**Directions**:
**1.** Reproduce the geothermal summary from "- There is disagreement" down to "basic media literacy.", swapping "advertorial" for "marketing".
**2.** Pick up the geothermal summary after its last line and keep writing it.

Geothermal power is a climate moon shot beneath our feet
Media & PR Around Geothermal Startups
- Several commenters suspect a coordinated PR push by Quaise: New Yorker piece, Real Engineering video, and other YouTube content all appeared within days, with no explicit disclosure of sponsorship.
- Others note this is standard PR: publicists pitch coordinated embargoed stories to journalists and influencers; much “tech news” is seeded this way.
- There is disagreement over YouTube explainer channels: some see them as unskeptical, borderline advertorial; others say the engineering content is still educational as long as viewers apply basic media literacy.
Shallow vs Deep Geothermal
- Thread distinguishes:
- Shallow “geothermal”/ground‑source heat pumps (tens–hundreds of meters) mainly for space heating/cooling.
- Conventional geothermal power (hot springs/volcanic zones, e.g. Iceland, California).
- Deep/“enhanced” geothermal (EGS) using fracking-style methods and horizontal drilling to create artificial reservoirs kilometers down.
- Shallow systems are widely seen as mature and effective for heating, but drilling cost is high per building.
- Multiple examples show deep projects failing on economics or geology (Australia “hot rocks”, Finland Otaniemi 6 km wells with insufficient permeability).
Economics and Cost per Watt
- A recurring theme: no one has yet demonstrated broadly profitable deep geothermal power outside exceptional geology.
- Capital costs are dominated by drilling; proposed breakthroughs (plasma/maser/microwave drilling) are still early lab tech.
- Even if heat at depth becomes cheap, several commenters argue the bottleneck is the cost of converting heat to electricity; low- to medium‑temperature cycles (ORC/binary) have ~10% efficiency.

**Entries supplied**:
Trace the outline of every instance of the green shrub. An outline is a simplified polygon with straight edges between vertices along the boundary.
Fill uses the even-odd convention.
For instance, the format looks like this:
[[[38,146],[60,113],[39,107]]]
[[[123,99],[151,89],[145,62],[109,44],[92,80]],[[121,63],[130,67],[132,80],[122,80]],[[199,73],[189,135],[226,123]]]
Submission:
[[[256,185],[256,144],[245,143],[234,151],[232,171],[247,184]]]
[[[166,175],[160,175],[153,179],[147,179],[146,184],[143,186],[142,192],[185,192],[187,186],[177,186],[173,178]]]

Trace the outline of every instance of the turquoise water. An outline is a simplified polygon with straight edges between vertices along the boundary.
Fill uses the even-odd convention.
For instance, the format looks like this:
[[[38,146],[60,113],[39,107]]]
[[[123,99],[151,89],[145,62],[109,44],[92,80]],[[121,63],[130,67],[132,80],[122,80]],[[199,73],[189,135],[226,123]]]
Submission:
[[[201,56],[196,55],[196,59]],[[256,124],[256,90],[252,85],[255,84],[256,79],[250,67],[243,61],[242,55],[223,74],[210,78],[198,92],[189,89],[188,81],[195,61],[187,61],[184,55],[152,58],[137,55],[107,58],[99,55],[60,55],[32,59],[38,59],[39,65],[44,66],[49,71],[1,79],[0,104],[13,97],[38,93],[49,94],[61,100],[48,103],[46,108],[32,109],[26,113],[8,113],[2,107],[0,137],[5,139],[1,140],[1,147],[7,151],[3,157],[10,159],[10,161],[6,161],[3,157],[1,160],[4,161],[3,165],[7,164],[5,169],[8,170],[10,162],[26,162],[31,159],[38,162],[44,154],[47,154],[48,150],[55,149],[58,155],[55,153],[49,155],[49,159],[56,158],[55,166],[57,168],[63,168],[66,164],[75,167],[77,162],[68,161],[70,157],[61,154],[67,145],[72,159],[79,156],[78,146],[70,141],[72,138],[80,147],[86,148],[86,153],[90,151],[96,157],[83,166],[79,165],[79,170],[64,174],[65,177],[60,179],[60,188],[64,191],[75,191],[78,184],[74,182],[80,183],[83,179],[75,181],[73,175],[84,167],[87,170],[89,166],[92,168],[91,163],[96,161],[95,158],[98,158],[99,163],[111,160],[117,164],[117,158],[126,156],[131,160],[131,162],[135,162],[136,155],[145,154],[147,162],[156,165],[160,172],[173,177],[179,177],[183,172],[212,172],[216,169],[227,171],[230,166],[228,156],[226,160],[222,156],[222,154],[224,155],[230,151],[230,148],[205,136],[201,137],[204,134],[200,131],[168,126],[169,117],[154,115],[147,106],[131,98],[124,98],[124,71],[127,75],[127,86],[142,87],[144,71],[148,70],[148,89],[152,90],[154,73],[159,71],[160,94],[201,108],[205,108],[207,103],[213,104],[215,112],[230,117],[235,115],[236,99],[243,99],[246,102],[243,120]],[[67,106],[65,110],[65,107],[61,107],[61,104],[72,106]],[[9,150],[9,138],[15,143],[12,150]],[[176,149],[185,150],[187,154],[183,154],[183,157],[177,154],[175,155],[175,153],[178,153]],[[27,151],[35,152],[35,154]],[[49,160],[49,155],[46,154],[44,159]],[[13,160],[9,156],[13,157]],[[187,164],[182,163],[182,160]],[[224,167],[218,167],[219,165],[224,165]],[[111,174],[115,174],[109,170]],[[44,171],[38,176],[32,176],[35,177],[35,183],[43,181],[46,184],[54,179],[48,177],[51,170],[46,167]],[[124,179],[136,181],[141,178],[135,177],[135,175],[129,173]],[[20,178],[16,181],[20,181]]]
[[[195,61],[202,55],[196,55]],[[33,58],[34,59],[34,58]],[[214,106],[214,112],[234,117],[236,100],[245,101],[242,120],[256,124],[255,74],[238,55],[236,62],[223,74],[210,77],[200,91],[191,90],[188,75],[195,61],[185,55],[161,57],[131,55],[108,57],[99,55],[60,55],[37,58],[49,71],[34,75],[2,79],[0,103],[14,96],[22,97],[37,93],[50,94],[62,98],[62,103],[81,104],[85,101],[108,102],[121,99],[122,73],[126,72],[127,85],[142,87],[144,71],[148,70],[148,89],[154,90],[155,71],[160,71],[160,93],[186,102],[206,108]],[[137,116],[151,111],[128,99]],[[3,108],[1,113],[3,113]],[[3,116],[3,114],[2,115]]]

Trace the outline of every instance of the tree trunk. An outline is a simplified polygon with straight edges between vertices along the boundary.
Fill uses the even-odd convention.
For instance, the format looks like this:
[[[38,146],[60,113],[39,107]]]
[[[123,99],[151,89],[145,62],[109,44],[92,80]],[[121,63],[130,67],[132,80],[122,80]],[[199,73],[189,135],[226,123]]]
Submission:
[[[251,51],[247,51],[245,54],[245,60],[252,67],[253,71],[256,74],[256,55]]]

**Results**:
**1.**
- There is disagreement over YouTube explainer channels: some see them as unskeptical, borderline marketing; others say the engineering content is still educational as long as viewers apply basic media literacy.

**2.**
- Comparisons to other sources:
- Utility‑scale solar and wind are currently cheaper and faster to deploy in many places.
- Enhanced geothermal may end up similar to nuclear in capex-heavy economics, but with more room for learning‑curve cost reductions via drilling tech.
- Residential anecdote: ground‑source heat pump + solar vs air‑source + solar came out similar over lifetime, but ground‑source had much higher upfront cost.
Environmental & Geophysical Impacts
- Concern is raised about “cooling the Earth” or triggering tectonic changes; others respond with orders‑of‑magnitude arguments: Earth’s stored thermal energy and ongoing heat generation far exceed plausible human extraction.
- Local resource depletion is real: some long‑running fields cool and must be rested or drilled around; geothermal is “mining heat” on human timescales.
- EGS and injection wells can induce small earthquakes; choice of geology matters.
- Conventional geothermal can emit CO₂ and toxic gases (e.g. mercury, boron in Tuscany), though lifecycle CO₂ is vastly lower than fossil fuels; reinjection and closed‑loop designs can reduce emissions.
Heat Pumps vs Geothermal Power
- There is sustained confusion over terminology: in many markets “geothermal” is used for ground‑source heat pumps that mostly leverage stored solar heat and soil thermal mass, not deep Earth heat.
- Several commenters argue this should be clearly separated from grid‑scale geothermal power in public discourse.
- Ground‑source systems are praised where common (Finland, Switzerland, Netherlands district heating), but criticized as uneconomic one‑off retrofits in some U.S. cases.
Intermittency, Storage, and Nuclear Debate
- Some participants argue solar/wind cannot provide reliable power without massive backup (today usually gas), citing “dunkelflaute” periods in Northern Europe and market issues when wind collapses prices.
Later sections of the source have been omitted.